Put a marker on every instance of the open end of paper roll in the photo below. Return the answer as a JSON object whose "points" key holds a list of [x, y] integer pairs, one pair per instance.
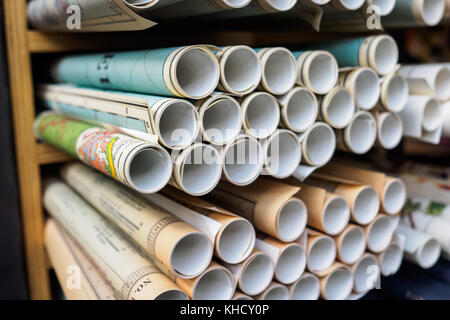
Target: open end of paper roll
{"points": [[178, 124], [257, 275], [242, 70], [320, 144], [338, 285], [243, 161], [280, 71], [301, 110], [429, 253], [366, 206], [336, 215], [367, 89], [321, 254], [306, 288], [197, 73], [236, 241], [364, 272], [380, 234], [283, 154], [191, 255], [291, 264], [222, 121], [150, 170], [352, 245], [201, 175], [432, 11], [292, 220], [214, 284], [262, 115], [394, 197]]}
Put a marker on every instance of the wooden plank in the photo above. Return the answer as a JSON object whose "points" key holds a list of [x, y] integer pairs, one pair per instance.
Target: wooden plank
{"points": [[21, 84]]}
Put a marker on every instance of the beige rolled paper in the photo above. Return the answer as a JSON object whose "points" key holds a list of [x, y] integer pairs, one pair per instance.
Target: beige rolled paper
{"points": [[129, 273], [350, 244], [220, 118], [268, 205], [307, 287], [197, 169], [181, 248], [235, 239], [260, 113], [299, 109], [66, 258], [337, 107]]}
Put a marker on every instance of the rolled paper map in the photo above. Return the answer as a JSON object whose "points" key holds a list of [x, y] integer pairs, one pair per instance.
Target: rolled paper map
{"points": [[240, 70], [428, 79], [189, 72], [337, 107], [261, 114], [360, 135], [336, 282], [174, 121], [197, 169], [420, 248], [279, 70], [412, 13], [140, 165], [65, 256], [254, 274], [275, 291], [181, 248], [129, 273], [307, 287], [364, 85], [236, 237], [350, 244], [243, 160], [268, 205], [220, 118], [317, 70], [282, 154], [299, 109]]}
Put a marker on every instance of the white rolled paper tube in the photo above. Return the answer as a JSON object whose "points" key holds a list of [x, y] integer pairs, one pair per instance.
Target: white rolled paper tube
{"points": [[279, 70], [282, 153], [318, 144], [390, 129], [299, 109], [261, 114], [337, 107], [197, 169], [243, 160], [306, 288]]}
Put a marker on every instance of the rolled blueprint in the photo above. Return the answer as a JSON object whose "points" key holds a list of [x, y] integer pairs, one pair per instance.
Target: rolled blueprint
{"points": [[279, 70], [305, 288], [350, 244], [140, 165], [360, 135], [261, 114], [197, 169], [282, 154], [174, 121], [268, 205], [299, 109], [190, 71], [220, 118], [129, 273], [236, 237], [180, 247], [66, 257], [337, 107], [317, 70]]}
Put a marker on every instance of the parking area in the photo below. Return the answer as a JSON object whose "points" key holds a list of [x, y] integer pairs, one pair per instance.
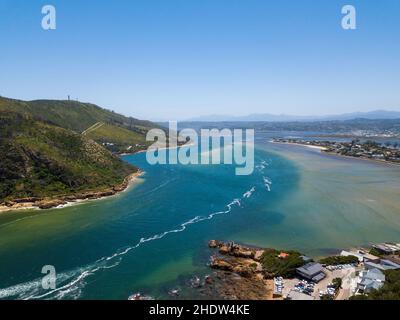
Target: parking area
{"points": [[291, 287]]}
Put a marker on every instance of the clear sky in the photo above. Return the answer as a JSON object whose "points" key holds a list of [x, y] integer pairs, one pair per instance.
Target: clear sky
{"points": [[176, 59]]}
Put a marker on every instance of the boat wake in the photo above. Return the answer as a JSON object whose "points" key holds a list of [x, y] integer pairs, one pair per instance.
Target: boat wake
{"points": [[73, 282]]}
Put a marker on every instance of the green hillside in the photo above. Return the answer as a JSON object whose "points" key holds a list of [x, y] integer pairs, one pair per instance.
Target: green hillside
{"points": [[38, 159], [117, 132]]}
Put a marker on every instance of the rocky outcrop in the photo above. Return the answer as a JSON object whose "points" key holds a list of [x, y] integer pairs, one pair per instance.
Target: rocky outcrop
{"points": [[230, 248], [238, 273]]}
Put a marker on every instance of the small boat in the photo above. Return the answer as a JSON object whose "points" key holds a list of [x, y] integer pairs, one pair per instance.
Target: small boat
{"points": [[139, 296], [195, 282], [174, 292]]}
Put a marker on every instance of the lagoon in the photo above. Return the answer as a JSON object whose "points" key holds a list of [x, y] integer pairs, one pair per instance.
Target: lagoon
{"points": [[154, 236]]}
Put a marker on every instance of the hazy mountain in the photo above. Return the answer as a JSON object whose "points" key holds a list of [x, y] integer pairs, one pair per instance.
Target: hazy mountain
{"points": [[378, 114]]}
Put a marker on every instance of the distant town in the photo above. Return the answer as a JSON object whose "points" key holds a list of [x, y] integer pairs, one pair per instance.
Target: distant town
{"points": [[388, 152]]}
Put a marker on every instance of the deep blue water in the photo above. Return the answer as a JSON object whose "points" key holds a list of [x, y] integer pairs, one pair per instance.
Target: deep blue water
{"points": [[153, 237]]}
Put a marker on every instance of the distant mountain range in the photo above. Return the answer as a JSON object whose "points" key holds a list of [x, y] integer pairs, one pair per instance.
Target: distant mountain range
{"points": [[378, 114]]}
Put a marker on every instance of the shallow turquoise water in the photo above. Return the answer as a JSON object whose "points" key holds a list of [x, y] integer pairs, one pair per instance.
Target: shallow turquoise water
● ● ●
▶ _Task prompt_: In the copy, include no pictures; restate the listing above exactly.

▶ _Reply to the task_:
Put a marker on every instance of the open end of paper roll in the photo below. Return the answer as a JSON object whose "points" key holds a list of [x, y] integer pairs, one pair per instance.
Target: open end of paper roll
{"points": [[178, 124], [257, 275], [242, 70], [320, 144], [338, 285], [243, 161], [280, 71], [301, 110], [429, 253], [366, 206], [336, 215], [367, 89], [321, 254], [306, 288], [197, 73], [236, 241], [364, 272], [380, 234], [283, 154], [191, 255], [291, 264], [222, 121], [150, 170], [352, 245], [201, 175], [432, 11], [292, 220], [214, 284], [262, 115], [394, 197]]}
Put a marker on every instance of the wooden plank in the photo above. Return the answer as a JSON object whose "points" key holds a list of [x, y] integer pairs, one pair per instance.
Target: wooden plank
{"points": [[21, 84]]}
Put a marker on every instance of the beige rolled paper in the photo above. Return the answer as a JSON object whose "points" key holds a list of [x, y] integer pairs, one pair per instance.
Target: beige rolled paper
{"points": [[129, 273], [350, 244], [220, 118], [268, 205], [307, 287], [197, 169], [181, 248], [235, 239], [260, 113], [299, 109], [66, 258], [337, 107]]}
Put a marker on every instance of the rolled paper map in the photo above. Return the answer as a JSON object whose "points" key holds a list of [x, y] integer pairs, one pair per instance.
Target: rolled paper map
{"points": [[240, 70], [428, 79], [189, 72], [337, 107], [261, 114], [360, 135], [336, 282], [174, 121], [197, 169], [420, 248], [279, 70], [412, 13], [140, 165], [65, 256], [254, 274], [275, 291], [181, 248], [129, 273], [307, 287], [364, 85], [236, 237], [350, 244], [243, 160], [268, 205], [220, 118], [317, 70], [282, 154], [299, 109]]}
Put a marker on every instance of the white rolled paper tube in the photo above. Return the answer as a JSON object whose "points" key holds a list of [x, y] integer pairs, one pair per instance.
Target: white rolled paper tube
{"points": [[279, 70], [282, 153], [318, 144], [390, 129], [299, 109], [261, 114], [337, 107], [197, 169], [243, 160], [306, 288]]}
Put a marker on every instance of the rolled blueprint in the photo above. Return the answer as a JSON object whose "points" key holds a list of [x, y] integer pairs, one pair per instance.
Target: rolled blueprint
{"points": [[279, 70], [305, 288], [350, 244], [140, 165], [360, 135], [261, 114], [197, 169], [282, 154], [174, 121], [268, 205], [299, 109], [190, 71], [220, 118], [129, 273], [236, 237], [180, 247], [66, 257], [337, 107], [317, 70]]}
Put a marker on every instance of the parking area in the photo below. Return the answer as a JSON object whose "points" key holds a list of [x, y] integer pairs, one pair per instance.
Target: parking area
{"points": [[291, 287]]}
Put a marker on every instance of the clear sky in the photo above. Return the answer as a JSON object whose "points" key holds a list of [x, y] integer pairs, one pair per instance.
Target: clear sky
{"points": [[176, 59]]}
Put a marker on every instance of the boat wake in the photo above. Return the answer as a JSON object whose "points" key holds a list of [x, y] integer pairs, one pair per instance.
Target: boat wake
{"points": [[73, 282]]}
Put a marker on every instance of the green hillside in the photo above. Return the answer as a JSON object whose "points" key holds a list of [x, y] integer pairs, one pair per instance.
Target: green hillside
{"points": [[38, 159], [117, 132]]}
Put a marker on every instance of the rocky outcrop in the photo above. Return the answer as a JSON object whose "points" key holds a list of [x, y] integer pairs, one pair per instance.
Target: rocky outcrop
{"points": [[230, 248], [238, 273]]}
Put a marker on every instance of the small boat in the photo above. Return the answer as a JSON object whose "points" key holds a list of [x, y] integer pairs, one pair per instance.
Target: small boat
{"points": [[139, 296], [195, 282], [174, 292]]}
Put a marker on every instance of the lagoon in the photo above. Return the answer as a JSON object whose "points" key holds a list of [x, y] integer pairs, one pair per instance.
Target: lagoon
{"points": [[154, 236]]}
Put a marker on every instance of the hazy mountain in the photo above. Return the answer as a JSON object whose "points" key holds a list of [x, y] integer pairs, one pair per instance.
Target: hazy mountain
{"points": [[378, 114]]}
Put a marker on every instance of the distant town in the photo above. Return the answer as a JSON object whose "points" key holds a list of [x, y] integer pairs, one pair per instance.
Target: distant town
{"points": [[388, 152]]}
Put a marker on every instance of the deep blue water in the photo above. Return the answer as a JSON object whose "points" key holds a list of [x, y] integer pairs, one pair per instance.
Target: deep blue water
{"points": [[153, 237]]}
Put a marker on every instance of the distant mountain range in the photo above. Return the answer as a JSON object whose "points" key holds a list of [x, y] integer pairs, one pair per instance.
Target: distant mountain range
{"points": [[378, 114]]}
Put a marker on every instance of the shallow turquoise water in the photo above. Return the answer as a JSON object whose "points" key holds a list of [x, y] integer pairs, one pair per instance.
Target: shallow turquoise water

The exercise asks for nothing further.